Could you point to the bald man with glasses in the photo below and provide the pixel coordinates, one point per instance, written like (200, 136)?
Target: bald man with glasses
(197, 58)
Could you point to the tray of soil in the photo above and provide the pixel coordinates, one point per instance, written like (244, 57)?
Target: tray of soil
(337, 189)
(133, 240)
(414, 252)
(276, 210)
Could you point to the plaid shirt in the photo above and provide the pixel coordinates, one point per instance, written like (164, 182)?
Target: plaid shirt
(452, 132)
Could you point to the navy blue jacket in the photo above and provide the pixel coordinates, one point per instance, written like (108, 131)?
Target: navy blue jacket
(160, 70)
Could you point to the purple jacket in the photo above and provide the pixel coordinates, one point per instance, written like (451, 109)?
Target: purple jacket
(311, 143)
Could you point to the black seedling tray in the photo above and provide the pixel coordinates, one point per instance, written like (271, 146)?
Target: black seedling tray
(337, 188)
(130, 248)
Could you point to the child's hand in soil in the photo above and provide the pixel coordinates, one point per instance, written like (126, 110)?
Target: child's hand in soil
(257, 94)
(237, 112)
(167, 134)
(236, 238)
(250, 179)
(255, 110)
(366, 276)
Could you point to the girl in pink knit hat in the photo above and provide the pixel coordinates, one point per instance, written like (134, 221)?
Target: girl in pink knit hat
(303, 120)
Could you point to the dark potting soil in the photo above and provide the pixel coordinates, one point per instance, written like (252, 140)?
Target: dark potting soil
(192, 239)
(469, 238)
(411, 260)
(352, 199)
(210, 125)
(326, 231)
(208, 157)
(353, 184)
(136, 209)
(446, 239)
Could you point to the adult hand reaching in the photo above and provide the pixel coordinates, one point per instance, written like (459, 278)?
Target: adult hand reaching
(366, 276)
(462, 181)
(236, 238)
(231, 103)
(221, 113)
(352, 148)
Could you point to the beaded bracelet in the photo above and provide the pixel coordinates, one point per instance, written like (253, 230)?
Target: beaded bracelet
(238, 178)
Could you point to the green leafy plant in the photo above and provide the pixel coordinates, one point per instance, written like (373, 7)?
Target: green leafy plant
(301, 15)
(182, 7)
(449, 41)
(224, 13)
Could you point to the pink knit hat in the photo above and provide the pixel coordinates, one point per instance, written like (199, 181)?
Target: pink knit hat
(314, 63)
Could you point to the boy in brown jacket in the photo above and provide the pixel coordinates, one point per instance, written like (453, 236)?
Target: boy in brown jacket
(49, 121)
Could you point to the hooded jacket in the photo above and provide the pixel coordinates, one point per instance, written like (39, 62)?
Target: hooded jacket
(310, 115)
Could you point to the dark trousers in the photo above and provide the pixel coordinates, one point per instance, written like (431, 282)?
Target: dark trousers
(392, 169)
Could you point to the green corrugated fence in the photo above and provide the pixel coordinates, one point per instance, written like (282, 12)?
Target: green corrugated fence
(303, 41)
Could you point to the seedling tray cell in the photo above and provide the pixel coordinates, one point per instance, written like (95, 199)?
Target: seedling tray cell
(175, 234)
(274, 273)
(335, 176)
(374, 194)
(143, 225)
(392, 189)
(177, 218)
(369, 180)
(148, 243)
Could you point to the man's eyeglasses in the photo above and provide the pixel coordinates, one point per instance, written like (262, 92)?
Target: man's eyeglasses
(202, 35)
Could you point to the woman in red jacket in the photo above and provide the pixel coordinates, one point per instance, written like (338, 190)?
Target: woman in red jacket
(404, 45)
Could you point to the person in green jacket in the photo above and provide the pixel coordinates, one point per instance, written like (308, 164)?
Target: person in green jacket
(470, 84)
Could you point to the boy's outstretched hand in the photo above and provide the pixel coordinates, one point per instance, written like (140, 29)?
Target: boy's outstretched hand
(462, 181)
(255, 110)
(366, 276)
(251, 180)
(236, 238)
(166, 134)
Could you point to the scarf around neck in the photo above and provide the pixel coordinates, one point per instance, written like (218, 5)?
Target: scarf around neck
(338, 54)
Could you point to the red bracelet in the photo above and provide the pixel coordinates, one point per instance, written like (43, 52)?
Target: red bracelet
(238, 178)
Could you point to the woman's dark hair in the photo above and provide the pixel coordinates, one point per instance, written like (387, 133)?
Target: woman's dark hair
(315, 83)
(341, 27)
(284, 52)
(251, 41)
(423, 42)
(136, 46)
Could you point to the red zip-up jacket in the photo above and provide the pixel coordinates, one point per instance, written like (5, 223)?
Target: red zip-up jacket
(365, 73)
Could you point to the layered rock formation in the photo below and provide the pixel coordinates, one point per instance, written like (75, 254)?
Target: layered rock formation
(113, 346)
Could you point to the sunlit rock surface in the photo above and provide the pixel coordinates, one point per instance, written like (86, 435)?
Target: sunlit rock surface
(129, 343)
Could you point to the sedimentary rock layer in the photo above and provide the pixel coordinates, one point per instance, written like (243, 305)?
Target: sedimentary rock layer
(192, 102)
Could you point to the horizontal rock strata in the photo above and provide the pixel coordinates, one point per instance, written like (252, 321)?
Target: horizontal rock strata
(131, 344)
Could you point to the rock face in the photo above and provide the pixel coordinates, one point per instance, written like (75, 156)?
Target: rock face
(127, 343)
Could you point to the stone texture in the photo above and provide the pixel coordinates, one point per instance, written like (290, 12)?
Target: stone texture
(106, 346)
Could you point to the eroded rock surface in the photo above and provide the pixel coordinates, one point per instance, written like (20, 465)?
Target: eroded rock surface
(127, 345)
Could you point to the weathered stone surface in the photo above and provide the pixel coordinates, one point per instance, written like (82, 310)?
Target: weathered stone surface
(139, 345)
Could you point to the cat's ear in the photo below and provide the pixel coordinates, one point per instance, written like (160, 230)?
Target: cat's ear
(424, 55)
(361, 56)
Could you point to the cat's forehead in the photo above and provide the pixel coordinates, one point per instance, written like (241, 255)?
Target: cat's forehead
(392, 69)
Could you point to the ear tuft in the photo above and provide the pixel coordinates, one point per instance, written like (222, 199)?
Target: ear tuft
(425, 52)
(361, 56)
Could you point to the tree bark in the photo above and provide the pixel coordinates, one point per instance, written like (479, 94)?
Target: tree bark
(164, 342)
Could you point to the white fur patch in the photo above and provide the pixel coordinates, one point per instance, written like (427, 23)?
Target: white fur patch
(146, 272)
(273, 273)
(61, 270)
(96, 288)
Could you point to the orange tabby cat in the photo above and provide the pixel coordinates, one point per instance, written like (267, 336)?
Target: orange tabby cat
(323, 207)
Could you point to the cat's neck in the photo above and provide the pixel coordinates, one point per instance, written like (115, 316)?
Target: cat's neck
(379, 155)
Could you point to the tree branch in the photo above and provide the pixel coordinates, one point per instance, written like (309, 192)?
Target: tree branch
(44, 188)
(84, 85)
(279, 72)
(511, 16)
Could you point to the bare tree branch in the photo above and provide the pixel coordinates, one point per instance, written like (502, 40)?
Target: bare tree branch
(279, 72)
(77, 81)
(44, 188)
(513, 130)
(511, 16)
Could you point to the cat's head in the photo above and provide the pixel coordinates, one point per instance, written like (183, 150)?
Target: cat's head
=-=-=-=-=
> DIRECTIONS FOR THIS TASK: Return every entry exactly as given.

> EXERCISE OUTPUT:
Could you point to the bald man with glasses in the photo below and provide the pixel coordinates, one point per instance, written like (200, 136)?
Target: bald man with glasses
(197, 58)
Could you point to the tray of soil in the photo above and provide the pixel coordinates, one point per instance, written like (244, 57)?
Target: tray of soil
(337, 189)
(133, 240)
(414, 252)
(276, 210)
Could you point to the plaid shirt in the photo above and provide the pixel coordinates, one point per instance, written like (164, 182)?
Target: plaid shirt
(452, 132)
Could you point to the navy blue jacket in the photo above and provide the pixel coordinates, one point per instance, written like (108, 131)?
Target: navy blue jacket
(160, 70)
Could you point to the purple jacket in the photo above and provide the pixel coordinates, one point per instance, written like (451, 109)?
Target: purple jacket
(311, 143)
Could you point to the black seedling tray in the photo above and provide the pixel coordinates, one point per instance, written like (271, 146)?
Target: black seedling tray
(337, 188)
(130, 248)
Could you point to the child's hand in soil in the photo above and provide the pixel coordinates, one point per instance, written like (126, 110)?
Target: child's hand in soil
(257, 94)
(237, 112)
(167, 134)
(236, 238)
(250, 179)
(255, 110)
(366, 276)
Could you point to the girl in pink knit hat in the photo above and provide the pixel coordinates, one point per instance, written like (134, 221)?
Target: girl in pink knit hat
(303, 120)
Could you point to the dark potting soil in the photo above and provide the pixel coordinates, one point per instance, written like (252, 140)?
Target: dark potting soil
(192, 239)
(469, 238)
(411, 260)
(352, 199)
(210, 125)
(326, 231)
(208, 157)
(353, 184)
(136, 209)
(446, 239)
Could you point to the adult hand reaching in the photo above and provide the pixel coordinates, one point per instance, written like (459, 278)?
Target: adult hand reaching
(366, 276)
(462, 181)
(236, 238)
(231, 103)
(221, 113)
(352, 148)
Could you point to the beaded bracelet in the photo above and provide the pixel coordinates, one point per instance, written like (253, 230)?
Target: beaded bracelet
(238, 178)
Could you point to the green leafy plant in the photo above and provide the pixel coordinates, one point per instance, written like (373, 7)?
Target: green leafy plant
(301, 15)
(182, 7)
(449, 41)
(224, 13)
Could you point to the pink knit hat in the photo above and provide the pixel coordinates, one point per instance, written like (199, 181)?
Target: pink knit hat
(314, 63)
Could you point to the boy in brown jacket in the photo above and provide the pixel coordinates, one point per instance, written like (453, 236)?
Target: boy in brown jacket
(49, 121)
Could you point to the hooded jacket in the photo above and provide the pixel coordinates, one point per instance, written like (39, 62)?
Target: hooded jacket
(310, 115)
Could you point to the dark trousers in the photo above and provide the pixel coordinates, one point per instance, written like (431, 282)?
Target: dark trousers
(392, 169)
Could you point to the green corrugated fence in the photo above and provide the pixel coordinates, one point per instance, written like (282, 12)?
Target: green corrugated fence
(303, 41)
Could you point to the seedling tray cell in the photo above and provide the pixel coordinates, one point per instance, written like (95, 199)?
Target: seedling tray cell
(175, 234)
(274, 273)
(335, 176)
(374, 194)
(143, 225)
(392, 189)
(177, 218)
(369, 180)
(148, 243)
Could you point to the man's eyeglasses in the photo above and provide the pixel coordinates, one point per instance, written like (262, 92)?
Target: man's eyeglasses
(202, 35)
Could you point to the woman in red jacket in the photo above and provide the pixel coordinates, one point per instance, written like (338, 190)?
Target: woman in red jacket
(404, 45)
Could you point to the person in green jacket in the photo above and provide the pixel coordinates, one point per instance, written like (308, 164)?
Target: person in green jacket
(470, 84)
Could you point to the boy's outstretched hand in the photo above and provide the pixel coordinates, one point per instance, written like (140, 29)?
Target: boy's outstretched hand
(462, 181)
(255, 110)
(366, 276)
(251, 180)
(236, 238)
(166, 134)
Could you point to the scarf around neck in the photo above and provide the pixel coordinates, one point per instance, written like (218, 5)?
Target: scarf around neck
(338, 54)
Could you point to the red bracelet in the photo above and provide the pixel coordinates, one point per instance, written like (43, 52)?
Target: red bracelet
(238, 178)
Could you point to the woman's dark hair in the photo above and provide the pixel coordinates, one point per instance, written like (387, 133)?
Target: woman's dark hair
(315, 83)
(341, 27)
(284, 52)
(251, 41)
(423, 42)
(136, 46)
Could you point to the red zip-up jacket in the photo above and provide the pixel coordinates, one point per instance, written like (5, 223)?
Target: red zip-up jacket
(365, 73)
Could you point to the layered rock formation in the photo below and provide the pixel coordinates, one point per instance, written like (75, 254)?
Target: layered rock formation
(113, 346)
Could you point to the sunlit rock surface in the photo above and provide the pixel coordinates, one point per instance, written like (86, 435)?
Target: sunlit rock surface
(129, 343)
Could you point to the sedimentary rock layer in the photo above and provide the pixel coordinates, one point per instance, written like (243, 305)?
Target: sedimentary rock layer
(192, 102)
Could you point to the horizontal rock strata in the photo above and provide the pixel coordinates, one point per instance, written like (252, 321)?
Target: horizontal rock strata
(131, 344)
Could you point to the rock face in the photo above and provide the pixel coordinates, one point per instance, written like (75, 156)?
Target: rock face
(127, 343)
Could you point to the stone texture in the photo above and provide the pixel coordinates, one point per instance, written like (290, 12)?
Target: stone texture
(106, 346)
Could you point to the eroded rock surface in the photo above and provide the pixel coordinates, one point per instance, written like (20, 465)?
Target: eroded rock surface
(127, 345)
Could you point to the weathered stone surface in the photo above and provide the pixel coordinates, one point per instance, written like (82, 310)?
Target: weathered stone surface
(139, 345)
Could you point to the cat's ear in the photo below and provide the pixel coordinates, one point per instance, written like (160, 230)?
Target: cat's ear
(424, 55)
(361, 56)
Could you point to the cat's forehead in the photo above and provide the pixel coordinates, one point per instance, written like (241, 255)?
Target: cat's forehead
(392, 69)
Could you point to the ear tuft in the photo above and provide the pixel coordinates, one point per instance, written like (222, 199)?
Target: ear tuft
(425, 52)
(361, 56)
Could you point to the tree bark in the photo above and provide the pixel coordinates, one point per instance, written like (479, 94)?
Target: tree bark
(164, 342)
Could you point to the white fur patch in the photo above and provide the pixel coordinates, one point per instance, written like (427, 23)?
Target: white fur patch
(146, 272)
(273, 273)
(61, 270)
(96, 288)
Could you point to the orange tabby cat in the photo above and provide the pixel coordinates, one point per instance, written like (267, 336)?
Target: orange tabby cat
(323, 207)
Could you point to the cat's neck in the photo above and provide the pixel coordinates, one point per instance, written like (115, 316)?
Target: cat's neck
(379, 155)
Could you point to the tree branch in the photo above and provide the pixel coordinates, one point per instance, written like (309, 192)?
Target: tree branch
(44, 188)
(84, 85)
(279, 72)
(511, 16)
Could you point to the bare tree branch in the photo above and provide the pixel coordinates, one point per instance, written like (502, 40)?
Target: bare tree branch
(279, 72)
(77, 81)
(44, 188)
(513, 130)
(511, 16)
Could you point to the cat's head in the photo above and provide the pixel coordinates, one point per instance, written like (183, 150)?
Target: cat's head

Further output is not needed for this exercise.